Text to read:
_ _ _ _

Q: Lately I’ve been seeing “all the feels” and similar phrases on social media, as in “This film gives me all the feels.” I’ve even seen it in movie reviews. Where does this come from?

A: Yes, the use of “feels” to mean deep feelings (as in “Casablanca gives me all the feels”) is definitely out there, and the usage is beginning to make it into standard dictionaries.

Oxford Dictionaries Online, in its US and UK editions, describes the usage as informal, as does, which is largely an updated, online version of the Random House Unabridged Dictionary.

Oxford Dictionaries defines “feels” in this sense as “feelings of heightened emotion,” and gives several examples: “fans will undoubtedly get the feels when they see how things haven’t changed” … “I cried a ton because I had too many feels” … “I cry at everything, even the types of movies you wouldn’t expect to give you all the feels.”

The Merriam-Webster Online Dictionary doesn’t have an entry yet for “feels,” but it says the usage is on its radar.

In its “Words We’re Watching” feature, M-W traces the usage “back to a meme created in 2010 by a user on a German image site. The image in question features two embracing men along with the caption, ‘I Know That Feel Bro.’ ” (The  image  was on Krautchen, a now-defunct website.)

_ _ _ _

Excerpts of bounding box data:

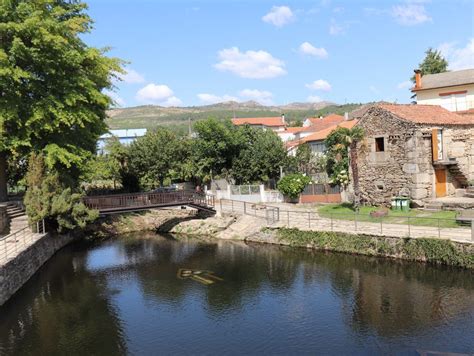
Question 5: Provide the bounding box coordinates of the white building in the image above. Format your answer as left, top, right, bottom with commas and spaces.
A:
411, 69, 474, 112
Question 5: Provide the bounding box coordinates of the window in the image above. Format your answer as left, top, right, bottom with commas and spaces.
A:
375, 137, 385, 152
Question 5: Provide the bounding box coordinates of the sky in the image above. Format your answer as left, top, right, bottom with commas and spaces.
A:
84, 0, 474, 107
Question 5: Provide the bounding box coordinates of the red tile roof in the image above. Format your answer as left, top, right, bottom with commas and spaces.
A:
232, 116, 285, 126
308, 114, 344, 127
300, 120, 358, 142
376, 104, 474, 125
283, 127, 307, 133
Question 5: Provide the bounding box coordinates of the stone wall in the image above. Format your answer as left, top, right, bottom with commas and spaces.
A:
0, 203, 8, 236
443, 126, 474, 180
357, 107, 474, 205
0, 234, 72, 306
357, 107, 426, 205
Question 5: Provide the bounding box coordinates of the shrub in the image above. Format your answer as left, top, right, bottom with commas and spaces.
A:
278, 173, 311, 199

_ _ _ _

What is being asked:
Answer these questions using the passage on the word "feels."
1. How does Oxford Dictionaries define "feels" in this sense?
2. Which online dictionary does not yet have an entry for "feels"?
3. In what year was the meme that Merriam-Webster traces the usage back to created?

Written response:
1. As "feelings of heightened emotion."
2. The Merriam-Webster Online Dictionary.
3. 2010.